- [Preguntas de estudio]
a) Devuelve sin cambios el tramo del artículo de opinión que va desde "Dice ser un" hasta "no la aceptan.".
b) Responde estas preguntas a partir del artículo de opinión:
(i) ¿Cómo fueron sus inicios políticos, según todo mundo sabe?
(ii) ¿En qué periódico se publicó el texto de Guillermo Sheridan que se recomienda?
(iii) ¿Qué título tiene ese texto de Guillermo Sheridan?
c) Por favor, escribe lo que sigue en el artículo de opinión a partir de su última oración.

- [Fragmento]
┄┄┄┄┄┄
Dice ser un demócrata, pero es profundamente intolerante (ahí están los episodios de ingratitud y desdén con que trata a sus propios colaboradores cuando éstos difieren de su opinión o el escarnio que hace cada mañana de columnistas, académicos y periodistas que critican su falta de resultados y las cifras oficiales inventadas o los lances contra intelectuales y líderes de opinión –con los que se puede estar o no de acuerdo– que ejercen su derecho a disentir); no dialoga y acuerda, tira línea desde su crasa ignorancia y espera lealtad incondicional a cambio; no argumenta, obsequia su verdad incuestionable y descalifica de forma iracunda (y vulgar) a quienes no la aceptan.
Dice ser de izquierda, pero no ha desperdiciado oportunidad para manifestar su rechazo a temas fundamentales como el derecho de la mujer a decidir sobre su sexualidad y su cuerpo, el reconocimiento y protección del pleno ejercicio de los derechos de las personas sin importar su orientación sexual o la eliminación del clima de violencia contra las mujeres. Ha llegado al colmo de inventar la pueril fábula de sus raíces políticas como simpatizante y promotor del partido comunista cuando todo mundo sabe que sus inicios fueron como burócrata priista de quinto nivel.
Dice ser republicano, pero olvida todos los días la necesaria separación entre sus creencias religiosas personales y su actuación como jefe de un Estado laico. Podría pensarse que es una forma de conectar con la gente, de comunicar asuntos importantes de forma directa, llana. Pero no, es algo mucho más tétrico: es el desprecio del predicador por la técnica, la ciencia y la cultura que todo lo cuestionan y contaminan, porque hacen que las personas cuestionen todo y abran sus ojos a nuevas y mejores posibilidades (recomiendo revisar el texto de Guillermo Sheridan publicado en El Universal hace más de un año –25/06/19– titulado “El evangelicalismo y el profeta AMLO”).
┄┄┄┄┄┄
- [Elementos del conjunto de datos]

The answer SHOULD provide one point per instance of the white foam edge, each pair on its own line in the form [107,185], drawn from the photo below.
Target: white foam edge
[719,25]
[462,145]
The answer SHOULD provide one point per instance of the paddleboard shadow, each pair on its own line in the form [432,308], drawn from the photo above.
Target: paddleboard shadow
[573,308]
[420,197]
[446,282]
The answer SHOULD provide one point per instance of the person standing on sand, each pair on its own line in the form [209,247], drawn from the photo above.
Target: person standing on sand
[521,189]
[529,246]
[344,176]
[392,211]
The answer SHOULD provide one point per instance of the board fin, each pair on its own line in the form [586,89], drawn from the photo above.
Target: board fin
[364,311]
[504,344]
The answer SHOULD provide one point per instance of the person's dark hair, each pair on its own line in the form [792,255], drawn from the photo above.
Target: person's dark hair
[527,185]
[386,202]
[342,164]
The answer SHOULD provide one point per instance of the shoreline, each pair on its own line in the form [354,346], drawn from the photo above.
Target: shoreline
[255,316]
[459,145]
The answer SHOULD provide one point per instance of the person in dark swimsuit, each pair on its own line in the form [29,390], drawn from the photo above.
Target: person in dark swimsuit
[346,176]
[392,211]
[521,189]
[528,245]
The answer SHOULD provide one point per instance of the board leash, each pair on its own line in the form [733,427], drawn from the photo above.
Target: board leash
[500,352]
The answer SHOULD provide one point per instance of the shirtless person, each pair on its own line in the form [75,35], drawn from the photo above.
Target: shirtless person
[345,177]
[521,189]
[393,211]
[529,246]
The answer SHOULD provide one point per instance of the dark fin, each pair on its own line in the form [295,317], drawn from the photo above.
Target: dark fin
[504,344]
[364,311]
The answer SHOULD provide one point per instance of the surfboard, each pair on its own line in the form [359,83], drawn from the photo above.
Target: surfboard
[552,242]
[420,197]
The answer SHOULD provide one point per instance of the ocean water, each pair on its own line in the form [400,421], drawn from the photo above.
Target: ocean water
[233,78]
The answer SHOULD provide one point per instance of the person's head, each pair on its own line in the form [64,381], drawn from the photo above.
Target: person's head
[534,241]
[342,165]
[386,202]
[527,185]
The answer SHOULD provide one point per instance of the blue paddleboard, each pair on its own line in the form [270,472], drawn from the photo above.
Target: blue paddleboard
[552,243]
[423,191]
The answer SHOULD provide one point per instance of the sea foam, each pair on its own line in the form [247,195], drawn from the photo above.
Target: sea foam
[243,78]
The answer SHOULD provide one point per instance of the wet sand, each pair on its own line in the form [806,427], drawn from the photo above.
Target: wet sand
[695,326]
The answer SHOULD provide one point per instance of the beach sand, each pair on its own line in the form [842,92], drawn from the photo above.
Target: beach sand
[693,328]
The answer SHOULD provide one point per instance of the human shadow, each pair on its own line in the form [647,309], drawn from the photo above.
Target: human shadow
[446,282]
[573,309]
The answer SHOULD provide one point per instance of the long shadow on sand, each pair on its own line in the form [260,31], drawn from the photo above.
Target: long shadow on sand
┄┄┄┄┄┄
- [Respuestas del ejercicio]
a)
Dice ser un demócrata, pero es profundamente intolerante (ahí están los episodios de ingratitud y desdén con que trata a sus propios colaboradores cuando éstos difieren de su opinión o el escarnio que hace cada mañana de columnistas, académicos y periodistas que critican su falta de resultados y las cifras oficiales inventadas o los lances contra intelectuales y líderes de opinión –con los que se puede estar o no de acuerdo– que ejercen su derecho a disentir); no dialoga y acuerda, tira línea desde su crasa ignorancia y espera lealtad incondicional a cambio; no argumenta, obsequia su verdad incuestionable y descalifica de forma iracunda (y vulgar) a quienes no la aceptan.

b)
(i) Como burócrata priista de quinto nivel.
(ii) En El Universal.
(iii) "El evangelicalismo y el profeta AMLO".

c)
Declara: “Vamos bien… se ha podido domar la pandemia”, cuando somos el cuarto país con mayor cantidad de muertes a causa de Covid-19; más de 75 mil mexicanos han fallecido y se sabe que esta cifra oficial subestima en 200 por ciento la cantidad real de fallecimientos (consúltense las notas publicadas en The New York Times, BBC y Deustche Welle durante agosto y septiembre a este respecto).
Presume: “…el caso de México al final va a ser un ejemplo, vamos a patentar esta vacuna... vamos a escribir la experiencia, de qué hicimos nosotros a diferencia de lo que hicieron otros países, con resultados y con datos”, cuando invertimos apenas 1 por ciento del PIB para enfrentar la crisis, cuando el PIB se contrajo 20 por ciento, cuando se perdieron 12 millones de empleos (entre formales e informales), cuando 55 por ciento de la población se encuentra en pobreza laboral y cuando las proyecciones indican que la inversión extranjera directa caerá 25 por ciento para finales de año.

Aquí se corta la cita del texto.